+++ Record excerpts +++

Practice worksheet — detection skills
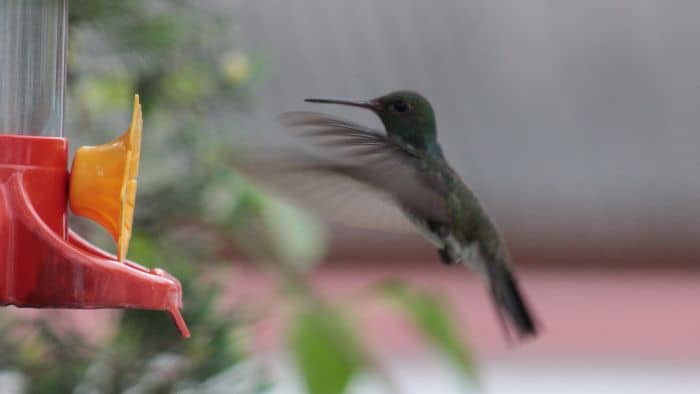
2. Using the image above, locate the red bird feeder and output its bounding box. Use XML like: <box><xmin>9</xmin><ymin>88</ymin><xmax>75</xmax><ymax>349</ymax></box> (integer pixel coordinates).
<box><xmin>0</xmin><ymin>0</ymin><xmax>189</xmax><ymax>337</ymax></box>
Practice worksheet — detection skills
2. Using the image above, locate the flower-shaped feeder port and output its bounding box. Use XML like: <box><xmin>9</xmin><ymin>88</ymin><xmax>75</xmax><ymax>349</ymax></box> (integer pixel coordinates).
<box><xmin>0</xmin><ymin>96</ymin><xmax>189</xmax><ymax>337</ymax></box>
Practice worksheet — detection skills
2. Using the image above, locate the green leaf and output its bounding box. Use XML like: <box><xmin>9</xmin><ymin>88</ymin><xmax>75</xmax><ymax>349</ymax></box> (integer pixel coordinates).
<box><xmin>289</xmin><ymin>308</ymin><xmax>363</xmax><ymax>394</ymax></box>
<box><xmin>379</xmin><ymin>281</ymin><xmax>478</xmax><ymax>383</ymax></box>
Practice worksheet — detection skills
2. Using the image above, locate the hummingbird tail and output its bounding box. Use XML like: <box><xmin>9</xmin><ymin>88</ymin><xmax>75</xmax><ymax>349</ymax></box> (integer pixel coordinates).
<box><xmin>491</xmin><ymin>267</ymin><xmax>537</xmax><ymax>339</ymax></box>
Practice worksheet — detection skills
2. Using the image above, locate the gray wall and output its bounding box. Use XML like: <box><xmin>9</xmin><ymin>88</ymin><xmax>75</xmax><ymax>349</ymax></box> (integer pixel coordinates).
<box><xmin>219</xmin><ymin>0</ymin><xmax>700</xmax><ymax>262</ymax></box>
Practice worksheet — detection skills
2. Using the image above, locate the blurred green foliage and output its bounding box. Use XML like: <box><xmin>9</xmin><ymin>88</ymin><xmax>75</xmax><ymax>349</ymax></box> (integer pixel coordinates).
<box><xmin>0</xmin><ymin>0</ymin><xmax>474</xmax><ymax>394</ymax></box>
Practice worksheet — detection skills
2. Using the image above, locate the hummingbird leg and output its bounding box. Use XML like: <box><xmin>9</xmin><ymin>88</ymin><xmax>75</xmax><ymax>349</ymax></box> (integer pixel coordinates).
<box><xmin>427</xmin><ymin>220</ymin><xmax>457</xmax><ymax>265</ymax></box>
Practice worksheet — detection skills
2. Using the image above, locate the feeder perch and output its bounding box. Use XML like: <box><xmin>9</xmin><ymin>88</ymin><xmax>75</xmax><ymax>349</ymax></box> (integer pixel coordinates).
<box><xmin>0</xmin><ymin>0</ymin><xmax>189</xmax><ymax>337</ymax></box>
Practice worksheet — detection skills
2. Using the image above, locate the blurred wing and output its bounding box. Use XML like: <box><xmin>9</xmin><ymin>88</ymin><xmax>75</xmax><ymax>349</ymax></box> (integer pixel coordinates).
<box><xmin>236</xmin><ymin>152</ymin><xmax>414</xmax><ymax>232</ymax></box>
<box><xmin>256</xmin><ymin>112</ymin><xmax>446</xmax><ymax>229</ymax></box>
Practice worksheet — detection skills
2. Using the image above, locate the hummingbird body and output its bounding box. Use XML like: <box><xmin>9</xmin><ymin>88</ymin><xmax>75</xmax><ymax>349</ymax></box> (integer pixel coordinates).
<box><xmin>282</xmin><ymin>91</ymin><xmax>537</xmax><ymax>337</ymax></box>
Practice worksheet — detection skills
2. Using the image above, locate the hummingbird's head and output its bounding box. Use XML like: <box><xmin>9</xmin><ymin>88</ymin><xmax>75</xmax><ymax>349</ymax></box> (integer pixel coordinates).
<box><xmin>305</xmin><ymin>90</ymin><xmax>437</xmax><ymax>149</ymax></box>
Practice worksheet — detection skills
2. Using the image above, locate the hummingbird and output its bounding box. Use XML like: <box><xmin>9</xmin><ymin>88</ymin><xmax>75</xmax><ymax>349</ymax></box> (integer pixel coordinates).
<box><xmin>280</xmin><ymin>90</ymin><xmax>537</xmax><ymax>338</ymax></box>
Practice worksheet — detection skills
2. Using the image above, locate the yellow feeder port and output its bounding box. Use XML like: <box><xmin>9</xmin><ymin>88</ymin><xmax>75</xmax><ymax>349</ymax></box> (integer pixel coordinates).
<box><xmin>68</xmin><ymin>95</ymin><xmax>143</xmax><ymax>261</ymax></box>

+++

### Request
Transcribe the full listing above exactly as it stands, minus the pictures.

### Written response
Practice worksheet — detection skills
2. Using the image above, locate the red bird feeder and output its bounding box. Use XML like: <box><xmin>9</xmin><ymin>88</ymin><xmax>75</xmax><ymax>349</ymax></box> (integer pixel coordinates).
<box><xmin>0</xmin><ymin>0</ymin><xmax>189</xmax><ymax>337</ymax></box>
Practice worksheet — detection skills
2. Using the image above, locate the flower-shaped feeder port and output its bounding box. Use XML like: <box><xmin>9</xmin><ymin>88</ymin><xmax>75</xmax><ymax>349</ymax></box> (integer pixel coordinates).
<box><xmin>0</xmin><ymin>96</ymin><xmax>189</xmax><ymax>337</ymax></box>
Practice worksheet — detection skills
2. Using the image above, locate the green leaf and output its bounding box. Use XML like: <box><xmin>9</xmin><ymin>88</ymin><xmax>75</xmax><ymax>349</ymax></box> (integer pixel coordinates).
<box><xmin>289</xmin><ymin>308</ymin><xmax>363</xmax><ymax>394</ymax></box>
<box><xmin>379</xmin><ymin>281</ymin><xmax>478</xmax><ymax>383</ymax></box>
Practice worksheet — detection skills
2. Using the image above, locate the hummingbird tail and output its bounding box. Use XML like: <box><xmin>9</xmin><ymin>88</ymin><xmax>75</xmax><ymax>349</ymax></box> (integer pixel coordinates).
<box><xmin>491</xmin><ymin>267</ymin><xmax>537</xmax><ymax>339</ymax></box>
Practice worksheet — detection skills
2. Using the image above, locate the gray wall and output its bounding box. Use XML like: <box><xmin>9</xmin><ymin>88</ymin><xmax>75</xmax><ymax>349</ymax></box> (integer pixel coordinates).
<box><xmin>219</xmin><ymin>0</ymin><xmax>700</xmax><ymax>262</ymax></box>
Practice worksheet — detection skills
2. Using the image above, locate the blurred green foliage and output its bounding box. Use XML like: <box><xmin>9</xmin><ymin>88</ymin><xmax>75</xmax><ymax>349</ymax></box> (integer pixel coordinates).
<box><xmin>0</xmin><ymin>0</ymin><xmax>474</xmax><ymax>394</ymax></box>
Practice worksheet — detection skills
2. Using the image above, locate the hummingbird leg and output its bounding box. Use XML like: <box><xmin>9</xmin><ymin>88</ymin><xmax>75</xmax><ymax>349</ymax></box> (integer pixel coordinates).
<box><xmin>427</xmin><ymin>220</ymin><xmax>457</xmax><ymax>265</ymax></box>
Practice worksheet — detection skills
2. Using the image above, locate the feeder perch and output its bounding box. Use XML like: <box><xmin>9</xmin><ymin>88</ymin><xmax>75</xmax><ymax>349</ymax></box> (integer pixel coordinates).
<box><xmin>0</xmin><ymin>0</ymin><xmax>189</xmax><ymax>337</ymax></box>
Practice worksheet — detection skills
2. Using the image above, locate the blurred wing and output its bounding box. Use XML like: <box><xmin>9</xmin><ymin>88</ymin><xmax>75</xmax><ymax>349</ymax></box> (integer pixel coordinates).
<box><xmin>236</xmin><ymin>152</ymin><xmax>414</xmax><ymax>232</ymax></box>
<box><xmin>256</xmin><ymin>112</ymin><xmax>446</xmax><ymax>229</ymax></box>
Practice worksheet — detection skills
2. Using the image above, locate the hummingbird body and output its bounding box. Use XML like: <box><xmin>9</xmin><ymin>88</ymin><xmax>75</xmax><ymax>349</ymax></box> (integer pixel coordinates).
<box><xmin>282</xmin><ymin>91</ymin><xmax>537</xmax><ymax>337</ymax></box>
Practice worksheet — detection skills
2. Using the image above, locate the hummingbird's head and output its bounding box. Use XML like: <box><xmin>9</xmin><ymin>88</ymin><xmax>75</xmax><ymax>349</ymax></box> (integer pixel coordinates).
<box><xmin>305</xmin><ymin>90</ymin><xmax>437</xmax><ymax>149</ymax></box>
Practice worksheet — detection skills
2. Using the image above, locate the hummingbird and output its bounding box. Use XML like: <box><xmin>9</xmin><ymin>88</ymin><xmax>75</xmax><ymax>349</ymax></box> (integer pixel coordinates).
<box><xmin>280</xmin><ymin>90</ymin><xmax>537</xmax><ymax>338</ymax></box>
Practice worksheet — detection skills
2. Using the image above, locate the yellow feeder port and output its bounding box. Use XML like: <box><xmin>9</xmin><ymin>88</ymin><xmax>75</xmax><ymax>349</ymax></box> (integer pixel coordinates).
<box><xmin>68</xmin><ymin>95</ymin><xmax>143</xmax><ymax>261</ymax></box>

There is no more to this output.